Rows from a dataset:
<<<<

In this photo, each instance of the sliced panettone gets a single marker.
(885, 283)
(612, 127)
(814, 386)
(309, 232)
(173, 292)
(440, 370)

>>>>

Convert the rows above into a numbered list, omitting any blank lines.

Correct response:
1. In this photo, each instance of the sliced panettone gets a single marker.
2. (885, 283)
3. (612, 127)
4. (814, 386)
5. (309, 232)
6. (173, 292)
7. (440, 370)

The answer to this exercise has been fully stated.